* [Given problem]: Please put the lines of the listing below into a Markdown table with the columns Row and Line, starting at the line that contains "For this challenge, identify the child's white" and ending at the line that contains "point(187, 420)", both included. Number each row in the Row column and leave out blank lines.

++++++++

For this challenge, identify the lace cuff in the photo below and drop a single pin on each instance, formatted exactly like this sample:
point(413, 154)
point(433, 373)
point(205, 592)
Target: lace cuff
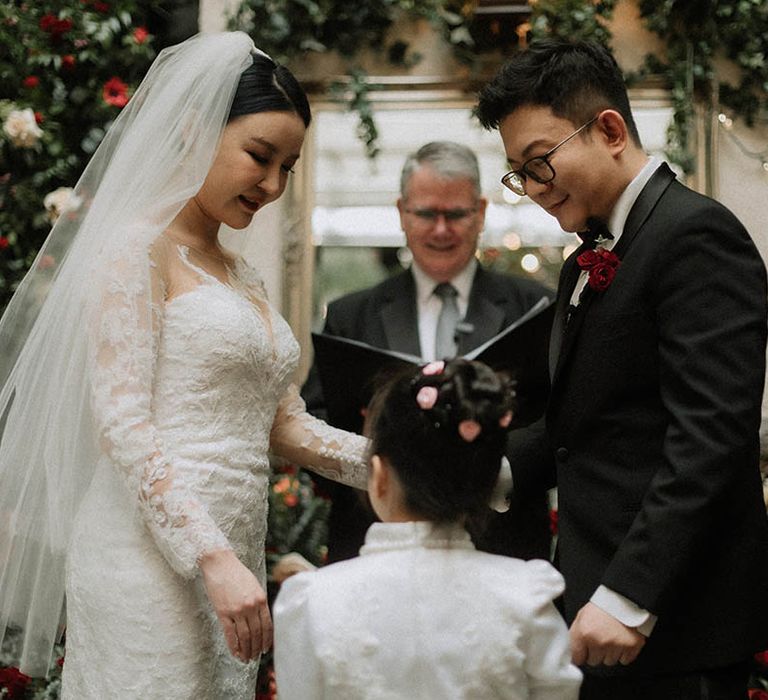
point(312, 443)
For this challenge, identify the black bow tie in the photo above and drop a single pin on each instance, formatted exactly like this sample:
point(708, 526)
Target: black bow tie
point(597, 230)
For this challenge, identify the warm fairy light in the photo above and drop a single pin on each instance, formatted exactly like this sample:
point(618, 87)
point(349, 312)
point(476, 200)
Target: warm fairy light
point(512, 241)
point(567, 250)
point(530, 263)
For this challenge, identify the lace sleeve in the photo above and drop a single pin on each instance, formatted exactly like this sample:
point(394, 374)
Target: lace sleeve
point(125, 331)
point(312, 443)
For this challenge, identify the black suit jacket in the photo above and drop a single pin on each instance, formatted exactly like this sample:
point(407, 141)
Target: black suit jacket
point(385, 316)
point(652, 432)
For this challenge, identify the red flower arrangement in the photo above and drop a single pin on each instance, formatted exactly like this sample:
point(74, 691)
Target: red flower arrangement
point(140, 35)
point(115, 92)
point(13, 682)
point(601, 264)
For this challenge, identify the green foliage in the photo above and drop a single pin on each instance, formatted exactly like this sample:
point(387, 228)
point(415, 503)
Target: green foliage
point(696, 32)
point(290, 29)
point(297, 518)
point(572, 19)
point(55, 59)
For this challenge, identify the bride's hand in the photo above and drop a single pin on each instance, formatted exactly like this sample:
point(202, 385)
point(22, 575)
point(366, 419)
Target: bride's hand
point(240, 604)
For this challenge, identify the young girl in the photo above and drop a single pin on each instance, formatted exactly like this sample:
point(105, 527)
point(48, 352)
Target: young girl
point(422, 614)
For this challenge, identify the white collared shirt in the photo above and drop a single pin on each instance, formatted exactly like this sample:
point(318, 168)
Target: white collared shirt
point(615, 604)
point(428, 305)
point(619, 216)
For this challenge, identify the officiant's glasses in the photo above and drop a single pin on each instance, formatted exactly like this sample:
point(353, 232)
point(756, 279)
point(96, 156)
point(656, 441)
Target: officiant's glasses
point(452, 216)
point(539, 169)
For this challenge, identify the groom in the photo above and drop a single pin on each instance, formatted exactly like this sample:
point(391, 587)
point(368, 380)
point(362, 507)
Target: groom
point(657, 360)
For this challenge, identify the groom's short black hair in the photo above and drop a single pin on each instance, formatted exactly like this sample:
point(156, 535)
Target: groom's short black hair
point(576, 80)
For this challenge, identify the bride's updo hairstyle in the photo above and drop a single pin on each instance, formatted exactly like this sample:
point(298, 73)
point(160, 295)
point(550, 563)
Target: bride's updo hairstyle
point(443, 431)
point(266, 86)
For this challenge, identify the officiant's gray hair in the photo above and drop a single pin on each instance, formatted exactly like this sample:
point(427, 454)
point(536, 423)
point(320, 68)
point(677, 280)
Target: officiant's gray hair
point(449, 160)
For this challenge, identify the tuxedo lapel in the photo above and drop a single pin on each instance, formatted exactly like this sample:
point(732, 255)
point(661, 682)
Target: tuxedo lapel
point(638, 215)
point(567, 284)
point(398, 316)
point(485, 314)
point(643, 206)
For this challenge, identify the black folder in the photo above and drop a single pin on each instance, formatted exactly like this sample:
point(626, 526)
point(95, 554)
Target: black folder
point(350, 371)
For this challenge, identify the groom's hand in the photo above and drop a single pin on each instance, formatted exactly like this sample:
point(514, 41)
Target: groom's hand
point(599, 638)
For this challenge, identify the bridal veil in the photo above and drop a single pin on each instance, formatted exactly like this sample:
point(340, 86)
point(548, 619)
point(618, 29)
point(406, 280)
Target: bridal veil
point(153, 159)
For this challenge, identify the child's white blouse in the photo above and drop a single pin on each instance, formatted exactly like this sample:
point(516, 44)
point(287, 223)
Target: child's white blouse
point(422, 615)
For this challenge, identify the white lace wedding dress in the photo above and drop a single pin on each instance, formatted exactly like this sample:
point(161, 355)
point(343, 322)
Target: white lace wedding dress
point(187, 420)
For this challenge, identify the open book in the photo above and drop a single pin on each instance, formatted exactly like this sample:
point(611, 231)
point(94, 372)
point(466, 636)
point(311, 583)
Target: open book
point(350, 371)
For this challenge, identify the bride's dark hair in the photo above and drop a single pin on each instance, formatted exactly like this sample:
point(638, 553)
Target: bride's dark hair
point(444, 435)
point(266, 86)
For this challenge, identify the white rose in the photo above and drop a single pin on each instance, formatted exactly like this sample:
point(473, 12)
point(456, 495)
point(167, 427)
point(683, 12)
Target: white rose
point(21, 127)
point(60, 200)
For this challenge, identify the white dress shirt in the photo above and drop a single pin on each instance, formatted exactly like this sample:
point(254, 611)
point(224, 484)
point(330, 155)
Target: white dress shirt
point(428, 305)
point(624, 610)
point(421, 614)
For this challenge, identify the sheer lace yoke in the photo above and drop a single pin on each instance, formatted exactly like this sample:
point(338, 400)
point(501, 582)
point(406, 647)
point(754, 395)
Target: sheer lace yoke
point(239, 280)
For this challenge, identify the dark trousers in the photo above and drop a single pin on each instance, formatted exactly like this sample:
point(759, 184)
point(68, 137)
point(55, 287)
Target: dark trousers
point(728, 683)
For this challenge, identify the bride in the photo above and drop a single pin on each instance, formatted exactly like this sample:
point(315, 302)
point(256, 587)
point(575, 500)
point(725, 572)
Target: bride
point(144, 383)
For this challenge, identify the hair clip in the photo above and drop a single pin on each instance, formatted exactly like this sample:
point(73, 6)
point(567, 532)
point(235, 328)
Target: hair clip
point(469, 430)
point(433, 368)
point(426, 397)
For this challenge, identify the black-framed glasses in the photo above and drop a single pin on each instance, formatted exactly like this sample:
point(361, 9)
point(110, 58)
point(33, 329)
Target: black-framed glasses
point(538, 168)
point(451, 216)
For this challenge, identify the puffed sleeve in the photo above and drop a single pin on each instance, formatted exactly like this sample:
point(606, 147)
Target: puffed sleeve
point(125, 329)
point(297, 670)
point(307, 441)
point(548, 666)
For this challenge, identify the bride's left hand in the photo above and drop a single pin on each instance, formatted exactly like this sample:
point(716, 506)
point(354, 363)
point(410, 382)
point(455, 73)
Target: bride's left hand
point(240, 604)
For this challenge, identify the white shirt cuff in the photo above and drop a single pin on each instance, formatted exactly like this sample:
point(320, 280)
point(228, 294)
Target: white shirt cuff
point(624, 610)
point(500, 496)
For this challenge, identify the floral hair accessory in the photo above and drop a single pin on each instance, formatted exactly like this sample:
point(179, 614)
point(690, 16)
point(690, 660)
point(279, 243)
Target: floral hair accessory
point(469, 430)
point(426, 397)
point(433, 368)
point(601, 265)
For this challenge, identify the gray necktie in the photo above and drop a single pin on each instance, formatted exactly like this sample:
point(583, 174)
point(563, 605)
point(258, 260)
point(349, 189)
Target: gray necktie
point(445, 337)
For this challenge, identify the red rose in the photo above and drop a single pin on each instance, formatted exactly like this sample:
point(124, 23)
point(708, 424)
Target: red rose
point(115, 92)
point(140, 35)
point(588, 259)
point(601, 276)
point(14, 682)
point(601, 265)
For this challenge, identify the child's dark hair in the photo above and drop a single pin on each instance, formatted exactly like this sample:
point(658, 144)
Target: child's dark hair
point(576, 80)
point(266, 86)
point(443, 432)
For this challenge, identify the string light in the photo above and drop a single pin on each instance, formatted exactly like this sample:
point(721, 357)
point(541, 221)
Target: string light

++++++++

* [Expected answer]:
| Row | Line |
|---|---|
| 1 | For this challenge, identify the child's white blouse in the photo above and drop a single pin on each instance, formatted exactly like this sample: |
| 2 | point(516, 44) |
| 3 | point(287, 223) |
| 4 | Target: child's white blouse |
| 5 | point(422, 615) |
| 6 | For this challenge, identify the white lace wedding dress in the photo above and drop a single pin on each instance, formatted exactly like this sample: |
| 7 | point(161, 355) |
| 8 | point(343, 322) |
| 9 | Target: white lace wedding dress |
| 10 | point(187, 420) |